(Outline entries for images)
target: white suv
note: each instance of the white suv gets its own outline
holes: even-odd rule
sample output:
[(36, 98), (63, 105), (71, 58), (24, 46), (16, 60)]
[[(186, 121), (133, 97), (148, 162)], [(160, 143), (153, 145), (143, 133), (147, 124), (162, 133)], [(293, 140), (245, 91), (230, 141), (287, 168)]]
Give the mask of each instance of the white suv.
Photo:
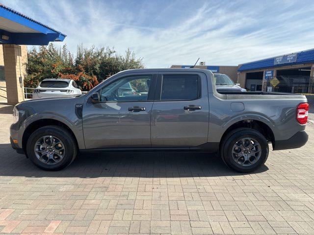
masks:
[(71, 79), (47, 78), (34, 90), (33, 99), (58, 96), (75, 96), (82, 94), (80, 88)]

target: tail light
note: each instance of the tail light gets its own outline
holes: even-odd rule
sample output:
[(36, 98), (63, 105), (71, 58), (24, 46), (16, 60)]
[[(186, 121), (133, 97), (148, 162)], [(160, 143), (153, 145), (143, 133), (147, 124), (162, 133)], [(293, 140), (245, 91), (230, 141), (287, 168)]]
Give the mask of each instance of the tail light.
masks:
[(306, 124), (309, 115), (309, 104), (302, 103), (300, 104), (296, 109), (296, 119), (300, 124)]

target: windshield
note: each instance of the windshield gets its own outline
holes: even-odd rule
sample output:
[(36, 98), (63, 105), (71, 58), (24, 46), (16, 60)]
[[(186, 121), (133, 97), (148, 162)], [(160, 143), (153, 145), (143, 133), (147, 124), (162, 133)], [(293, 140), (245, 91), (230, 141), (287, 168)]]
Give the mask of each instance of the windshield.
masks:
[(39, 86), (45, 88), (65, 88), (69, 84), (65, 81), (43, 81)]
[(216, 85), (225, 85), (233, 86), (234, 82), (226, 74), (214, 73)]

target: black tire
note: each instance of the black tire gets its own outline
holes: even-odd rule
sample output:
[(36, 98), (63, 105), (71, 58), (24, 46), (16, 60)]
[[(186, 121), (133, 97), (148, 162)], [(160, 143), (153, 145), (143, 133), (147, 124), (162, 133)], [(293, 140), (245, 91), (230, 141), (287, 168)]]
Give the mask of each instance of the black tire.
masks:
[[(60, 140), (64, 144), (64, 156), (58, 163), (48, 164), (42, 163), (36, 157), (34, 148), (36, 141), (43, 136), (53, 136)], [(44, 126), (35, 131), (27, 140), (27, 155), (35, 165), (40, 168), (49, 171), (59, 170), (68, 166), (75, 159), (78, 152), (76, 141), (71, 134), (65, 128), (59, 126)]]
[[(234, 159), (232, 150), (237, 141), (247, 138), (256, 140), (260, 144), (262, 153), (255, 163), (250, 165), (244, 166), (237, 163)], [(228, 133), (224, 138), (220, 149), (220, 156), (226, 164), (232, 169), (242, 173), (251, 172), (261, 167), (266, 162), (268, 152), (268, 144), (265, 137), (260, 132), (247, 128), (236, 129)]]

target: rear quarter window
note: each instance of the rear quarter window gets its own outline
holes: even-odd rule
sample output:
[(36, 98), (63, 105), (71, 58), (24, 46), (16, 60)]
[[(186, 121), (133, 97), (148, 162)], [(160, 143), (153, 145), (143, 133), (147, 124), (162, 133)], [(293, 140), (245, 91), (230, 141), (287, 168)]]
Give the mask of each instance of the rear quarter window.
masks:
[(165, 74), (161, 100), (196, 99), (200, 96), (200, 79), (196, 74)]

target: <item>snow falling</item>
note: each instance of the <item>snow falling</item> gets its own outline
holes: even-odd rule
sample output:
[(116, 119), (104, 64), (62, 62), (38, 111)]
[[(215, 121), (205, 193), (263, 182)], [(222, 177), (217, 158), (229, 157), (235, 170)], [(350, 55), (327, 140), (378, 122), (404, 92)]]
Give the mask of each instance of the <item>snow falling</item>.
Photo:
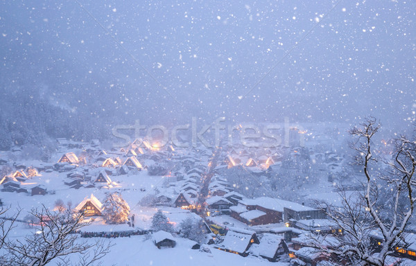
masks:
[(0, 265), (416, 265), (415, 20), (1, 2)]

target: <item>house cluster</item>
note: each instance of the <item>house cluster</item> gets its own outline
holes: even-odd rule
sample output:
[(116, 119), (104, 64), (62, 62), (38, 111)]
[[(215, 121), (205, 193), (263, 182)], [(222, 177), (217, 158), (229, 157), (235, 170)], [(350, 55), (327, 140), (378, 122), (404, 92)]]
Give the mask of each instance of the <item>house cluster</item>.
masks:
[(247, 148), (235, 148), (225, 156), (220, 165), (227, 168), (241, 165), (248, 168), (266, 170), (269, 166), (281, 161), (282, 154), (278, 150), (250, 149)]
[(31, 195), (45, 195), (46, 188), (44, 186), (34, 182), (33, 178), (39, 175), (39, 170), (42, 168), (33, 166), (26, 167), (23, 165), (16, 166), (17, 170), (0, 179), (1, 192), (16, 192), (28, 193)]

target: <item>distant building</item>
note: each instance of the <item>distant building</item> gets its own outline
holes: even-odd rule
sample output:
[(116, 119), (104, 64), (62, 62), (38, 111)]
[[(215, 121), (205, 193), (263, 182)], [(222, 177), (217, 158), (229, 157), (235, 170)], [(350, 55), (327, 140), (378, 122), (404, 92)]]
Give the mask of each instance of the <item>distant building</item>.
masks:
[(68, 152), (62, 155), (58, 163), (78, 163), (80, 160), (73, 152)]
[(103, 211), (103, 204), (91, 194), (89, 197), (85, 197), (76, 208), (75, 210), (79, 212), (84, 212), (86, 217), (101, 216)]
[(159, 249), (162, 247), (175, 247), (176, 245), (176, 241), (171, 233), (164, 231), (161, 230), (153, 233), (152, 238), (155, 245)]
[(32, 196), (35, 195), (46, 195), (47, 193), (46, 188), (42, 185), (36, 186), (32, 188), (31, 193)]

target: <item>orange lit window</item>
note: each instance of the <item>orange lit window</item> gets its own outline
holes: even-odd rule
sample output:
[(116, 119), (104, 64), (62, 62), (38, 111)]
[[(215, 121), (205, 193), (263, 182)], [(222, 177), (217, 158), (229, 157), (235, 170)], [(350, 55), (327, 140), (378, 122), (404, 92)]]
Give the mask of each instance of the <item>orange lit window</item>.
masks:
[(396, 247), (396, 250), (397, 250), (397, 252), (406, 254), (406, 250), (405, 249), (401, 249), (399, 247)]
[(413, 256), (415, 257), (416, 256), (416, 252), (408, 250), (408, 255)]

### Exercise
Render every line of the records above as a Markdown table with the columns No. and Entry, giving each line its own numbered row. Omit blank lines, and leave the pictures out of the table.

### Reply to the task
| No. | Entry |
|---|---|
| 1 | target: white suv |
| 2 | note: each instance of the white suv gets its own outline |
| 3 | holes: even-odd rule |
| 4 | sample output: |
| 5 | [(36, 98), (63, 105), (71, 58), (24, 46), (16, 60)] |
| 6 | [[(186, 121), (133, 97), (148, 162)], [(160, 143), (153, 145), (143, 133), (147, 124), (162, 133)], [(293, 140), (245, 91), (230, 141), (287, 168)]] |
| 7 | Give the mask of each instance of the white suv. |
| 8 | Photo: |
| 9 | masks: |
| 10 | [(71, 79), (47, 78), (34, 90), (33, 99), (58, 96), (75, 96), (82, 94), (80, 88)] |
| 11 | target: tail light |
| 12 | note: each instance of the tail light gets its own outline |
| 13 | holes: even-odd rule |
| 14 | sample output: |
| 15 | [(36, 98), (63, 105), (71, 58), (24, 46), (16, 60)] |
| 16 | [[(186, 121), (133, 97), (148, 162)], [(160, 143), (153, 145), (143, 133), (147, 124), (162, 133)], [(293, 140), (245, 91), (230, 141), (287, 168)]] |
| 17 | Give the mask of each instance of the tail light. |
| 18 | masks: |
| 19 | [(306, 124), (309, 115), (309, 104), (302, 103), (300, 104), (296, 109), (296, 119), (300, 124)] |
| 20 | target: windshield |
| 21 | note: each instance of the windshield gets its own outline |
| 22 | holes: even-odd rule |
| 23 | sample output: |
| 24 | [(36, 98), (63, 105), (71, 58), (24, 46), (16, 60)] |
| 25 | [[(186, 121), (133, 97), (148, 162)], [(160, 143), (153, 145), (143, 133), (147, 124), (162, 133)], [(293, 140), (245, 91), (230, 141), (287, 168)]] |
| 26 | Give the mask of each instance of the windshield. |
| 27 | masks: |
| 28 | [(39, 86), (45, 88), (65, 88), (69, 84), (65, 81), (43, 81)] |
| 29 | [(216, 85), (225, 85), (233, 86), (234, 82), (226, 74), (214, 73)] |
| 30 | target: black tire |
| 31 | note: each instance of the black tire gets its own outline |
| 32 | holes: even-odd rule |
| 33 | sample output: |
| 34 | [(36, 98), (63, 105), (71, 58), (24, 46), (16, 60)] |
| 35 | [[(186, 121), (133, 97), (148, 162)], [(160, 143), (153, 145), (143, 133), (147, 124), (162, 133)], [(293, 140), (245, 91), (230, 141), (287, 168)]] |
| 36 | Give the mask of each instance of the black tire. |
| 37 | masks: |
| 38 | [[(60, 140), (64, 144), (64, 156), (58, 163), (48, 164), (42, 163), (36, 157), (34, 148), (36, 141), (43, 136), (53, 136)], [(44, 126), (35, 131), (27, 140), (27, 155), (35, 165), (40, 168), (49, 171), (59, 170), (68, 166), (75, 159), (78, 152), (76, 141), (71, 134), (65, 128), (59, 126)]] |
| 39 | [[(234, 159), (232, 150), (237, 141), (247, 138), (256, 140), (260, 144), (262, 153), (255, 163), (250, 165), (244, 166), (237, 163)], [(228, 133), (224, 138), (220, 149), (220, 156), (226, 164), (232, 169), (242, 173), (251, 172), (261, 167), (266, 162), (268, 152), (268, 144), (265, 137), (260, 132), (247, 128), (236, 129)]] |
| 40 | target: rear quarter window |
| 41 | note: each instance of the rear quarter window gets its own outline |
| 42 | holes: even-odd rule |
| 43 | sample output: |
| 44 | [(36, 98), (63, 105), (71, 58), (24, 46), (16, 60)] |
| 45 | [[(186, 121), (133, 97), (148, 162)], [(160, 143), (153, 145), (143, 133), (147, 124), (162, 133)], [(293, 140), (245, 91), (230, 141), (287, 168)]] |
| 46 | Give the mask of each instance of the rear quarter window. |
| 47 | masks: |
| 48 | [(165, 74), (161, 100), (196, 99), (200, 96), (200, 79), (196, 74)] |
| 49 | target: <item>snow falling</item> |
| 50 | note: each instance of the <item>snow falling</item> gets its own outline |
| 51 | holes: even-odd rule |
| 52 | sample output: |
| 53 | [(116, 119), (104, 64), (62, 62), (38, 111)] |
| 54 | [[(215, 121), (205, 193), (263, 182)], [(222, 177), (217, 158), (229, 157), (235, 170)], [(350, 55), (327, 140), (378, 122), (404, 92)]] |
| 55 | Give the mask of each instance of the <item>snow falling</item>. |
| 56 | Photo: |
| 57 | masks: |
| 58 | [(0, 265), (416, 265), (415, 20), (1, 2)] |
| 59 | target: <item>house cluster</item> |
| 60 | note: each instance of the <item>house cluster</item> gets its own outline |
| 61 | holes: even-odd rule |
| 62 | sample output: |
| 63 | [(116, 119), (104, 64), (62, 62), (38, 111)] |
| 64 | [[(215, 121), (205, 193), (263, 182)], [(222, 177), (217, 158), (229, 157), (235, 170)], [(350, 55), (327, 140), (378, 122), (404, 92)]] |
| 65 | Give the mask of each instance of the <item>house cluster</item>. |
| 66 | masks: |
| 67 | [(247, 148), (235, 148), (225, 156), (220, 165), (227, 168), (241, 165), (248, 168), (266, 170), (269, 166), (281, 161), (282, 154), (278, 150), (250, 149)] |
| 68 | [(31, 195), (45, 195), (46, 188), (44, 186), (34, 182), (33, 178), (39, 175), (39, 170), (42, 168), (33, 166), (26, 167), (23, 165), (16, 166), (17, 170), (0, 179), (1, 192), (16, 192), (28, 193)] |
| 69 | target: <item>distant building</item> |
| 70 | note: each instance of the <item>distant building</item> gets its own outline |
| 71 | holes: even-odd rule |
| 72 | sample output: |
| 73 | [(116, 119), (104, 64), (62, 62), (38, 111)] |
| 74 | [[(215, 121), (205, 193), (263, 182)], [(222, 177), (217, 158), (229, 157), (235, 170)], [(350, 55), (327, 140), (378, 122), (404, 92)]] |
| 75 | Give the mask of each instance of the <item>distant building</item>. |
| 76 | masks: |
| 77 | [(68, 152), (62, 155), (58, 163), (78, 163), (80, 160), (73, 152)] |
| 78 | [(103, 211), (103, 204), (91, 194), (89, 197), (85, 197), (76, 208), (75, 210), (79, 212), (84, 212), (86, 217), (101, 216)] |
| 79 | [(159, 249), (162, 247), (175, 247), (176, 245), (176, 241), (171, 233), (164, 231), (161, 230), (153, 233), (152, 238), (155, 245)] |
| 80 | [(32, 196), (35, 195), (46, 195), (47, 193), (46, 188), (42, 185), (36, 186), (32, 188), (31, 193)] |
| 81 | target: <item>orange lit window</item> |
| 82 | note: each instance of the <item>orange lit window</item> gets its own outline |
| 83 | holes: even-odd rule |
| 84 | sample output: |
| 85 | [(116, 119), (104, 64), (62, 62), (38, 111)] |
| 86 | [[(215, 121), (205, 193), (263, 182)], [(222, 177), (217, 158), (229, 157), (235, 170)], [(350, 55), (327, 140), (378, 122), (404, 92)]] |
| 87 | Give the mask of each instance of the <item>orange lit window</item>. |
| 88 | masks: |
| 89 | [(396, 247), (396, 250), (397, 250), (397, 252), (406, 254), (406, 250), (405, 249), (401, 249), (399, 247)] |
| 90 | [(413, 256), (415, 257), (416, 256), (416, 252), (408, 250), (408, 255)] |